───── Task data ─────

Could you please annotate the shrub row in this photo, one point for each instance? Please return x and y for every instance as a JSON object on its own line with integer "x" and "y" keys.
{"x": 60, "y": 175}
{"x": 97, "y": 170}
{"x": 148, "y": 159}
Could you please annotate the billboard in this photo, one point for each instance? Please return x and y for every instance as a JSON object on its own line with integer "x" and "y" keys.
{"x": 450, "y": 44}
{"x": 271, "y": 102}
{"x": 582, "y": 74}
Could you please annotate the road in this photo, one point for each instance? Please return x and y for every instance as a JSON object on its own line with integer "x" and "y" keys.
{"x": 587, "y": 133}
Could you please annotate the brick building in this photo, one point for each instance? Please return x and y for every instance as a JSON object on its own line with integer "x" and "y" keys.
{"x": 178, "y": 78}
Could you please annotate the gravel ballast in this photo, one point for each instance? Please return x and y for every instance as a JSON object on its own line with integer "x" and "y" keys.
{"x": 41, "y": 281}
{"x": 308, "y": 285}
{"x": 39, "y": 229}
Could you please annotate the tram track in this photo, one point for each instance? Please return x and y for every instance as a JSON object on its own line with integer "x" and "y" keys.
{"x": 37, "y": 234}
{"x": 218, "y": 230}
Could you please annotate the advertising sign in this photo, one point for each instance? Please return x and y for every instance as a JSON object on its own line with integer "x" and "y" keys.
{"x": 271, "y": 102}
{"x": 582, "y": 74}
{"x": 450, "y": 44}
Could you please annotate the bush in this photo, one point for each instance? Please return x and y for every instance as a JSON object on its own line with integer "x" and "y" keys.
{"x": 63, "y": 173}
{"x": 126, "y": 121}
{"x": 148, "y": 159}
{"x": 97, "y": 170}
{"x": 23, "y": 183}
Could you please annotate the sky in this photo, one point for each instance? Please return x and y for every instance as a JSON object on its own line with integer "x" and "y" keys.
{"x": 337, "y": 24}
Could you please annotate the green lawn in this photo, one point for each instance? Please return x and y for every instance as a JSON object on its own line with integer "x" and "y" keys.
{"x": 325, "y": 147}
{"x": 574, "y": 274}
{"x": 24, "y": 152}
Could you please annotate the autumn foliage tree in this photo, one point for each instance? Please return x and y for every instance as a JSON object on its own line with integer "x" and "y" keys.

─────

Task directions
Every line in the material must be retyped exactly, with none omitted.

Finished exercise
Could you please annotate the shrub row in this photo, one point for each instance? Please return x and y for every instance as a JSON object on its own line with integer "x" and "y" keys.
{"x": 60, "y": 175}
{"x": 97, "y": 170}
{"x": 148, "y": 159}
Could you please annotate the billboard in this photo, one point for each instance? Please return x and y for every instance as a JSON object on its own line with integer "x" and "y" keys.
{"x": 450, "y": 44}
{"x": 271, "y": 102}
{"x": 582, "y": 74}
Could you please annotate the road in this photo, one point for each instance? Please return x and y for every instance as a JSON object on its own line with integer "x" and "y" keys.
{"x": 587, "y": 133}
Could you please annotate the brick building in this photo, one point for each instance? Please return x and y for every instance as a JSON object on its own line with integer "x" and "y" keys.
{"x": 178, "y": 78}
Could you please annotate the gravel ballast in this photo, one point for each instance? Please return x and y for every instance as a JSON object on its own line with integer "x" and "y" keys.
{"x": 41, "y": 281}
{"x": 308, "y": 285}
{"x": 39, "y": 229}
Could you please annotate the tram track in this photo, one point for each instance? Please return x and y for every instance as a JSON object on its own line with integer "x" and "y" keys.
{"x": 37, "y": 234}
{"x": 218, "y": 230}
Could you please annotate the advertising sign in this photo, one point for each instance? Please return x and y for every instance as a JSON object on its own line with integer "x" and "y" keys.
{"x": 271, "y": 102}
{"x": 582, "y": 74}
{"x": 450, "y": 44}
Could you please annotate the bush in this photo, one point for each instance? Please return x and y for every instance as a JSON object on its own line with integer "x" and "y" keys.
{"x": 63, "y": 173}
{"x": 126, "y": 121}
{"x": 148, "y": 159}
{"x": 97, "y": 170}
{"x": 23, "y": 183}
Could you please annotate the sky in this photo, one point for each instance? Please return x and y for every instance as a JSON object on its own line with integer "x" and "y" keys.
{"x": 337, "y": 24}
Could you please annotate the green lawn in this photo, one point for each instance? Please return x and y for every instance as a JSON object on its own line with integer "x" and "y" keys.
{"x": 325, "y": 147}
{"x": 574, "y": 274}
{"x": 24, "y": 152}
Could you please annotate the autumn foliage tree in this photo, one point for each instance? Please return x and y for every instance as a JSON object on its own line with integer "x" and "y" keys.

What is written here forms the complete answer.